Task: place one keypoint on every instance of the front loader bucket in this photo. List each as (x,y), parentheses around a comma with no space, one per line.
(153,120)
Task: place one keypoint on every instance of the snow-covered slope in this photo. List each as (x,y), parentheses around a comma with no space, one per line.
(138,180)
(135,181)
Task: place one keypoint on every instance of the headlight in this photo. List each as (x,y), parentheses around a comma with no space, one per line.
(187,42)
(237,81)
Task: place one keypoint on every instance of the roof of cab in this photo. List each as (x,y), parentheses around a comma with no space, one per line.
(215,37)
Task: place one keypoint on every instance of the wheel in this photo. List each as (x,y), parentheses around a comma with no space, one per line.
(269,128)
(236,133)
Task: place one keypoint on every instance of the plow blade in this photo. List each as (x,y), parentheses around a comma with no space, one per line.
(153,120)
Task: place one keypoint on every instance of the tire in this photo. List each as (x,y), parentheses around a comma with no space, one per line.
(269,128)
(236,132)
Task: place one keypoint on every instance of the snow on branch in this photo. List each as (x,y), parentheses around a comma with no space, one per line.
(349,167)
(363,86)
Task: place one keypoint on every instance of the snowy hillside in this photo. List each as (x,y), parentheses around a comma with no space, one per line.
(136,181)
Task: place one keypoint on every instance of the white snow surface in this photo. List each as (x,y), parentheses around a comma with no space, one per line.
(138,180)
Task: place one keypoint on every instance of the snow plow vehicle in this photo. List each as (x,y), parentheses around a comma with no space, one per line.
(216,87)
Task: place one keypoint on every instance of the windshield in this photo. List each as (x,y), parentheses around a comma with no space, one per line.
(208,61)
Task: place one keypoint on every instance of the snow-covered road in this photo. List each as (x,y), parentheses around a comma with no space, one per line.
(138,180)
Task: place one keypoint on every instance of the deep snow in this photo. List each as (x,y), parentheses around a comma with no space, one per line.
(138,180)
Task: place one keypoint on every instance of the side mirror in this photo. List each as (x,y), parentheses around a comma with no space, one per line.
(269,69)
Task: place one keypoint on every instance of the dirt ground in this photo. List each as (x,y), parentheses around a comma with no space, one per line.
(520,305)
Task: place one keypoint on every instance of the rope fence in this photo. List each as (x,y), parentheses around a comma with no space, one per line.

> _Work instructions_: Write out all the rows above again, swapping "keypoint" for "marker" wherever it occurs and leaving everything else unchanged.

> _Solution for this task_:
Task: place one marker on every instance of the front loader bucket in this photo. List each as (x,y), parentheses around a comma with no space, one per line.
(153,120)
Task: place one marker on every instance of the snow-covered slope in this photo. List each as (x,y), parentheses around a comma with no space, one per line.
(138,180)
(135,181)
Task: place one marker on every instance of the headlight in this photo. List each as (x,y), parentheses around a comma with no space, one per line.
(187,42)
(237,81)
Task: place one marker on every instance of the roof of cab in this photo. List each as (x,y), parentheses around a comma with no space, one per line.
(215,37)
Task: place one marker on every instance of the wheel in this photo. List each as (x,y), parentheses around a comma with no space, one per line.
(269,128)
(236,133)
Task: place one marker on every instance of the plow blade in this photo. List each as (x,y), parentheses around a comma with no space, one per line.
(153,120)
Task: place one marker on every instance of the tire in this photo. List each as (x,y), parentheses around a comma with no space, one per line.
(269,128)
(236,132)
Task: place one marker on every instance of the snow on branch in this photo. List each as (x,y), parentheses around a comma with no space, one per line.
(349,167)
(363,86)
Task: place one marker on every instance of the snowy hillside in this photo. List each as (x,y), parentheses around a comma with no space, one per line.
(136,181)
Task: place one marker on every instance of the white snow surface in this photo. List each as (x,y), parentheses around a comma with no space, one per line.
(138,180)
Task: place one marker on every instance of the snow plow vehicle in this photo. List each as (x,y), parentheses around a comma with no space, one per line.
(216,87)
Task: place one marker on every instance of the windshield in this photo. List each as (x,y), parentheses around a comma with no space, one per line.
(208,61)
Task: place one marker on every instance of the snow-covered road in this photo. List each as (x,y), parentheses around a comma with no space, one per line.
(138,180)
Task: place one marker on every instance of the deep snow in this photo. List each as (x,y), parentheses around a comma with no space, one per line.
(138,180)
Task: place one marker on every instance of the side mirror in this photo. List each as (x,y), parentheses around a comma with no space, one per line.
(269,69)
Task: place one marker on every instance of the dirt ground in this photo. List each as (x,y), parentheses around a comma with no space, one per line.
(520,305)
Task: place one marker on every instance of the rope fence in this photo. List each as (x,y), parentheses around a comma with no space, one per line.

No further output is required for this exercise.